- [PROBLEM TO WORK ON]:
Please render every line of the records below as a JSON list of strings, one string per line, leaving out any blank lines.

- [DATA]:
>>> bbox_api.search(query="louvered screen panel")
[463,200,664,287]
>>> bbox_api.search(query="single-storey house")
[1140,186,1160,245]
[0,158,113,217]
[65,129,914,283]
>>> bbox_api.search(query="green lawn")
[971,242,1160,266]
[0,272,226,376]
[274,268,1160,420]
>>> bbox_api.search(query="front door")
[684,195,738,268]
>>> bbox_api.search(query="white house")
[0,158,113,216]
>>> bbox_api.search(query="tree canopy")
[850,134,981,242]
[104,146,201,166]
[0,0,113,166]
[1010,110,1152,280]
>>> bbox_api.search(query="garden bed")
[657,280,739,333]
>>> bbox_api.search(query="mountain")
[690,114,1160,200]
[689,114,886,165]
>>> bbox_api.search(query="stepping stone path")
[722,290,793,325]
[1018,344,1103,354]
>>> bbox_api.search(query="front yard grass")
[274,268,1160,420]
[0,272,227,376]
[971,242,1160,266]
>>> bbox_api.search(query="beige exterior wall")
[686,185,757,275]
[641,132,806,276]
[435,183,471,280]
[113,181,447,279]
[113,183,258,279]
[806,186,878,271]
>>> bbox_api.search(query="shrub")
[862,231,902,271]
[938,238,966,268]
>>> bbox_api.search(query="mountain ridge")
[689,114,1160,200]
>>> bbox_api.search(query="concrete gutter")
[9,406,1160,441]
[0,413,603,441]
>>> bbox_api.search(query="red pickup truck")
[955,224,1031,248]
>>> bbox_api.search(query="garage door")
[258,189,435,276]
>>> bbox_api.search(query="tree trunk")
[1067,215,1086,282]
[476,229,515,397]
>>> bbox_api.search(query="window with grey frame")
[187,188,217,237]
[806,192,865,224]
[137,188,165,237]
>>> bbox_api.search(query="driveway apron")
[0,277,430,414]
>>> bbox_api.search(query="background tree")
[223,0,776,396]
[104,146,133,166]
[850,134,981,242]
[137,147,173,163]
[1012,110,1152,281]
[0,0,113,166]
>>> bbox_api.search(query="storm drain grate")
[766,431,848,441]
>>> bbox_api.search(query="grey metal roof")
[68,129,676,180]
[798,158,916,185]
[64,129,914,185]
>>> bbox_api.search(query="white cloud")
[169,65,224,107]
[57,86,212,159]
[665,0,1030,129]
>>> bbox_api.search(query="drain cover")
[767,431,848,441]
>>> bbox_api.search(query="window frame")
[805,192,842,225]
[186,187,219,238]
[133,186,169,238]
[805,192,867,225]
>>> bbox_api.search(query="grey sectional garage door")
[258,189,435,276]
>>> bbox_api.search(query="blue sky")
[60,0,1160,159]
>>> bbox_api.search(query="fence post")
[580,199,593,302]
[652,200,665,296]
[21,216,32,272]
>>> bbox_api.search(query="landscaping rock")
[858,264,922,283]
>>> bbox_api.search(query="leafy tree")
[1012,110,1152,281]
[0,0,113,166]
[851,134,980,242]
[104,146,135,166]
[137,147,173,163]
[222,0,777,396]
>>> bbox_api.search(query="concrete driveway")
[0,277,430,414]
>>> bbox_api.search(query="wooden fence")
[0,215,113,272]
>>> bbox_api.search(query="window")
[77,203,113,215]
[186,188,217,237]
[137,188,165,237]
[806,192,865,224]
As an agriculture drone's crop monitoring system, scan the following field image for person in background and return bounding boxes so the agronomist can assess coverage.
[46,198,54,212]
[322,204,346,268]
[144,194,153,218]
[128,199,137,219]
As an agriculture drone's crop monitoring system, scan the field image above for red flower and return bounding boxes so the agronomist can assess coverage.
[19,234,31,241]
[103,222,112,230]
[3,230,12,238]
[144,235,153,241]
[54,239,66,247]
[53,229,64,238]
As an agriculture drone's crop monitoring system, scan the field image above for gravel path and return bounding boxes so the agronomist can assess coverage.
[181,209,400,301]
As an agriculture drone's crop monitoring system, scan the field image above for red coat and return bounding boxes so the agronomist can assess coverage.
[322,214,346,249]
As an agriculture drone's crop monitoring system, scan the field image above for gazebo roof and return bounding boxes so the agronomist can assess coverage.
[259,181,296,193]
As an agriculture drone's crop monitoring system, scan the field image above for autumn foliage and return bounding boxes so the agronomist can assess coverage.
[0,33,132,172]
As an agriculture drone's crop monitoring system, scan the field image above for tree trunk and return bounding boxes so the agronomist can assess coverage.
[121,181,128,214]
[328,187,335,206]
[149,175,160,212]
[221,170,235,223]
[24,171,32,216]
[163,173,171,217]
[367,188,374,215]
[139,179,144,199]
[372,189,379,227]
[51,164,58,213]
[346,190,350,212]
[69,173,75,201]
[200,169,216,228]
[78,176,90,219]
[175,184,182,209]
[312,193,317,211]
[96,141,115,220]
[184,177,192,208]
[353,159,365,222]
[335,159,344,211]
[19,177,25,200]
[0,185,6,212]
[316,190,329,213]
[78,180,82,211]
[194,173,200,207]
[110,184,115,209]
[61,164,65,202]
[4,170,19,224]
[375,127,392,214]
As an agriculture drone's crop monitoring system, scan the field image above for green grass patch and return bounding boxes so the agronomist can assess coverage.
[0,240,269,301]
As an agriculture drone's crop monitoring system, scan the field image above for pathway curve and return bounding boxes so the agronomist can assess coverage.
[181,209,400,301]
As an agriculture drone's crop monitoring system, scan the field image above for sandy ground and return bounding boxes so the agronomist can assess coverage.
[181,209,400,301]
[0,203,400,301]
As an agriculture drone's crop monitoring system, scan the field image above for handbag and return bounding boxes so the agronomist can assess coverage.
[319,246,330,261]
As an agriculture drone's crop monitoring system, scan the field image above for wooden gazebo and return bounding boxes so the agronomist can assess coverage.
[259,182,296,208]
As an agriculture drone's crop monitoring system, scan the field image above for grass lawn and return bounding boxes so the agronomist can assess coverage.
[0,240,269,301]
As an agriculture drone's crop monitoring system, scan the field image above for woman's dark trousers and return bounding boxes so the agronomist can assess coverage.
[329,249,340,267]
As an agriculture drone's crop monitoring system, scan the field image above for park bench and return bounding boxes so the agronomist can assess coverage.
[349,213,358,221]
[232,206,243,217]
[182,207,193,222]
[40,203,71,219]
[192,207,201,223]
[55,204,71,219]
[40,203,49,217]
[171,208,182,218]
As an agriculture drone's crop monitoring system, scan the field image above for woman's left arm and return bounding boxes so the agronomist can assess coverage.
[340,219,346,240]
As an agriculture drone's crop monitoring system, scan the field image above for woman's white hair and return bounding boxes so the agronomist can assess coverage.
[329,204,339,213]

- [PROBLEM SOLUTION]:
[
  ">>> bbox_api.search(query=\"louvered screen panel\")",
  "[463,200,664,287]",
  ">>> bbox_api.search(query=\"single-storey house\")",
  "[1140,186,1160,245]",
  "[0,158,113,217]",
  "[65,129,914,283]",
  ">>> bbox_api.search(query=\"green lawn\")",
  "[971,242,1160,266]",
  "[0,272,226,376]",
  "[274,268,1160,420]",
  ">>> bbox_api.search(query=\"front door\")",
  "[684,195,738,268]",
  ">>> bbox_api.search(query=\"white house\")",
  "[0,158,113,216]",
  ">>> bbox_api.search(query=\"tree canopy\")",
  "[850,134,981,242]",
  "[104,146,201,166]",
  "[0,0,113,166]",
  "[1010,110,1152,280]",
  ">>> bbox_api.search(query=\"garden bed\")",
  "[657,280,739,333]",
  ">>> bbox_api.search(query=\"mountain\")",
  "[690,114,1160,200]",
  "[689,114,886,165]",
  ">>> bbox_api.search(query=\"stepping stone path\")",
  "[722,290,793,325]",
  "[1018,344,1103,354]",
  ">>> bbox_api.search(query=\"front yard grass\")",
  "[274,268,1160,420]",
  "[0,272,227,376]",
  "[971,242,1160,266]",
  ">>> bbox_api.search(query=\"beige exterior wall\")",
  "[686,185,757,275]",
  "[641,132,806,276]",
  "[435,183,471,280]",
  "[113,181,447,279]",
  "[113,183,258,279]",
  "[806,186,878,271]",
  ">>> bbox_api.search(query=\"shrub\")",
  "[862,231,902,271]",
  "[938,238,966,268]",
  ">>> bbox_api.search(query=\"mountain ridge\")",
  "[689,114,1160,200]",
  ">>> bbox_api.search(query=\"concrete gutter\")",
  "[9,406,1160,441]",
  "[0,413,603,441]",
  ">>> bbox_api.search(query=\"red pickup truck\")",
  "[955,224,1031,248]",
  ">>> bbox_api.search(query=\"garage door\")",
  "[258,189,435,276]",
  ">>> bbox_api.search(query=\"tree trunk\")",
  "[1067,215,1086,282]",
  "[476,229,515,397]",
  ">>> bbox_api.search(query=\"window with grey frame\")",
  "[187,188,217,237]",
  "[806,192,865,224]",
  "[137,188,165,237]",
  ">>> bbox_api.search(query=\"driveway apron\")",
  "[0,277,430,414]",
  ">>> bbox_api.search(query=\"background tree\")",
  "[223,0,776,396]",
  "[104,146,133,166]",
  "[850,134,981,242]",
  "[137,147,173,163]",
  "[1012,110,1152,281]",
  "[0,0,113,166]",
  ">>> bbox_api.search(query=\"storm drain grate\")",
  "[766,431,848,441]",
  ">>> bbox_api.search(query=\"grey metal roof\")",
  "[68,129,676,180]",
  "[798,158,916,185]",
  "[64,129,914,185]",
  ">>> bbox_api.search(query=\"white cloud\")",
  "[169,65,224,107]",
  "[57,86,212,159]",
  "[665,0,1030,129]",
  ">>> bbox_api.search(query=\"drain cover\")",
  "[767,431,848,441]",
  ">>> bbox_api.search(query=\"window frame\")",
  "[805,192,842,225]",
  "[186,187,219,238]",
  "[133,186,169,238]",
  "[805,192,867,225]",
  ">>> bbox_api.search(query=\"grey sectional garage door\")",
  "[258,189,435,276]",
  ">>> bbox_api.search(query=\"blue sky\")",
  "[60,0,1160,159]",
  ">>> bbox_api.search(query=\"fence post\")",
  "[580,199,593,302]",
  "[652,200,665,296]",
  "[21,216,32,272]",
  ">>> bbox_api.search(query=\"landscaping rock\")",
  "[858,264,922,283]",
  ">>> bbox_api.search(query=\"leafy tree\")",
  "[1012,110,1152,281]",
  "[0,0,113,166]",
  "[851,134,980,242]",
  "[104,146,135,166]",
  "[137,147,173,163]",
  "[222,0,777,396]",
  ">>> bbox_api.search(query=\"concrete driveway\")",
  "[0,277,430,414]",
  ">>> bbox_api.search(query=\"wooden fence\")",
  "[0,215,113,272]",
  ">>> bbox_api.search(query=\"window\")",
  "[77,203,113,215]",
  "[186,188,217,237]",
  "[137,188,165,237]",
  "[806,192,865,224]",
  "As an agriculture drone's crop monitoring system, scan the following field image for person in background and return bounding boxes so the agronomist can assess coverage.",
  "[46,198,54,212]",
  "[322,204,346,268]",
  "[144,194,153,218]",
  "[128,199,137,219]",
  "As an agriculture drone's crop monitoring system, scan the field image above for red flower and return bounding boxes so the agronomist can assess coverage.",
  "[19,234,31,241]",
  "[103,222,112,230]",
  "[3,230,12,238]",
  "[144,235,153,241]",
  "[54,239,66,247]",
  "[53,229,64,238]",
  "As an agriculture drone's crop monitoring system, scan the field image above for gravel path and return bounding boxes so the agronomist can assess coverage.",
  "[181,209,400,301]",
  "As an agriculture drone's crop monitoring system, scan the field image above for red coat and return bounding boxes so the agronomist can assess coverage.",
  "[322,214,346,249]",
  "As an agriculture drone's crop monitoring system, scan the field image above for gazebo roof and return bounding boxes so the agronomist can assess coverage.",
  "[259,181,296,193]",
  "As an agriculture drone's crop monitoring system, scan the field image above for autumn foliage and return bounding boxes so the agronomist can assess coverage.",
  "[0,33,132,172]",
  "As an agriculture drone's crop monitoring system, scan the field image above for tree trunk and return bounding boxes so the agronomist can assess coverage.",
  "[121,181,128,214]",
  "[328,187,335,206]",
  "[149,175,160,212]",
  "[221,170,235,223]",
  "[24,171,32,216]",
  "[163,173,171,217]",
  "[367,188,374,215]",
  "[139,179,144,199]",
  "[372,189,379,227]",
  "[51,164,58,213]",
  "[346,190,350,212]",
  "[69,173,75,201]",
  "[200,169,216,228]",
  "[78,176,90,219]",
  "[175,184,182,209]",
  "[312,193,317,211]",
  "[96,141,115,220]",
  "[184,177,192,208]",
  "[353,159,365,222]",
  "[335,159,344,211]",
  "[19,177,25,200]",
  "[0,185,6,212]",
  "[316,190,329,213]",
  "[78,180,82,211]",
  "[194,173,200,207]",
  "[110,184,115,209]",
  "[61,164,65,202]",
  "[4,170,19,224]",
  "[375,127,392,214]",
  "As an agriculture drone's crop monitoring system, scan the field image above for green grass patch and return bounding boxes so the agronomist can assess coverage.",
  "[0,240,269,301]",
  "As an agriculture drone's crop monitoring system, scan the field image above for pathway curve and return bounding boxes so the agronomist can assess coverage.",
  "[181,209,400,301]",
  "As an agriculture drone's crop monitoring system, scan the field image above for sandy ground and return bounding boxes so the agronomist can assess coverage.",
  "[181,209,400,301]",
  "[0,203,400,301]",
  "As an agriculture drone's crop monitoring system, scan the field image above for handbag and return bounding boxes so the agronomist can assess coverage.",
  "[319,246,330,261]",
  "As an agriculture drone's crop monitoring system, scan the field image above for wooden gazebo and return bounding boxes so the agronomist can assess coverage.",
  "[259,182,296,208]",
  "As an agriculture drone's crop monitoring system, scan the field image above for grass lawn and return bounding boxes so the agronomist can assess coverage.",
  "[0,240,269,301]",
  "As an agriculture drone's crop monitoring system, scan the field image above for woman's dark trousers and return bounding boxes so the agronomist can assess coverage.",
  "[329,249,340,267]",
  "As an agriculture drone's crop monitoring system, scan the field image above for park bench and return bounding boxes so the agronomist can assess coverage.",
  "[349,213,358,221]",
  "[232,206,243,217]",
  "[182,207,193,222]",
  "[40,203,71,219]",
  "[192,207,201,223]",
  "[55,204,71,219]",
  "[40,203,49,217]",
  "[171,208,182,218]",
  "As an agriculture drone's crop monitoring system, scan the field image above for woman's left arm and return bounding boxes so the agronomist can assess coverage.",
  "[340,219,346,240]",
  "As an agriculture drone's crop monitoring system, scan the field image above for woman's white hair and return bounding boxes so the agronomist can assess coverage.",
  "[329,204,339,213]"
]